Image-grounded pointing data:
——————
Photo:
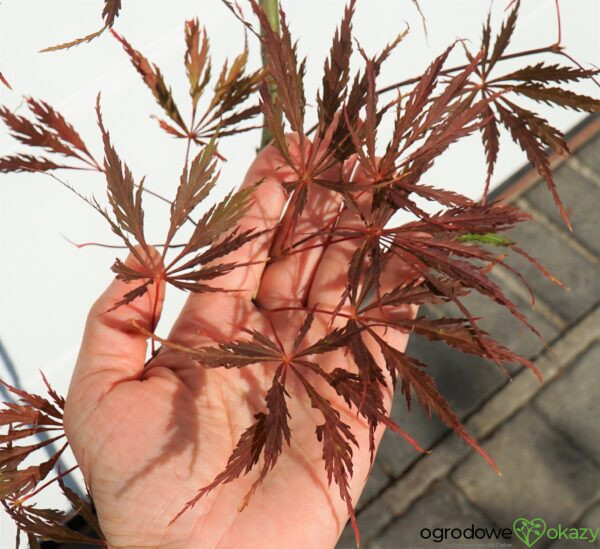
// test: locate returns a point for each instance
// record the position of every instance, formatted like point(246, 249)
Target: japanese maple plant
point(444, 255)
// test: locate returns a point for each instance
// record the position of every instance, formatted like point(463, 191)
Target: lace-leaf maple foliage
point(450, 253)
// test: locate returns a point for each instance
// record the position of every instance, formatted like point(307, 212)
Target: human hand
point(147, 438)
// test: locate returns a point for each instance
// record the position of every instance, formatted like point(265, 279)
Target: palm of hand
point(147, 440)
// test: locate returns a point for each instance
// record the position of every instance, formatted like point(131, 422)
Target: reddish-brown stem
point(554, 48)
point(154, 321)
point(57, 477)
point(559, 39)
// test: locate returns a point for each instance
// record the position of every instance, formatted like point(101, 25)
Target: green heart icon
point(529, 531)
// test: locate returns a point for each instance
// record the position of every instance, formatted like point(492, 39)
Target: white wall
point(46, 284)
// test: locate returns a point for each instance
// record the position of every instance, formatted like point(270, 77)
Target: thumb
point(112, 349)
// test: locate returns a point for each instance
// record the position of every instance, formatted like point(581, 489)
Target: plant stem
point(271, 9)
point(554, 48)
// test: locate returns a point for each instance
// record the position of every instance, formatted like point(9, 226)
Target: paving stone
point(572, 402)
point(590, 520)
point(543, 474)
point(589, 154)
point(564, 262)
point(442, 507)
point(465, 380)
point(580, 197)
point(376, 482)
point(503, 326)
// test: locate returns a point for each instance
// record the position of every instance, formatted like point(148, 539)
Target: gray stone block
point(503, 326)
point(581, 198)
point(371, 520)
point(572, 402)
point(563, 261)
point(442, 507)
point(543, 474)
point(376, 482)
point(466, 381)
——————
#### [WHAT TO WORK ON]
Return precisely the lines of the records, starting with the line that holds "like point(9, 226)" and ending with the last one.

#### [WRITTEN RESPONSE]
// record the position of every instance, formatted like point(9, 226)
Target: paving stone
point(572, 402)
point(590, 520)
point(543, 474)
point(589, 154)
point(564, 262)
point(442, 507)
point(465, 380)
point(580, 197)
point(376, 482)
point(503, 326)
// test: locate returns a point for each instance
// record the position of every instance, formatted like point(148, 539)
Target: gray stone block
point(503, 326)
point(581, 198)
point(371, 520)
point(572, 402)
point(563, 261)
point(442, 507)
point(543, 474)
point(376, 482)
point(466, 381)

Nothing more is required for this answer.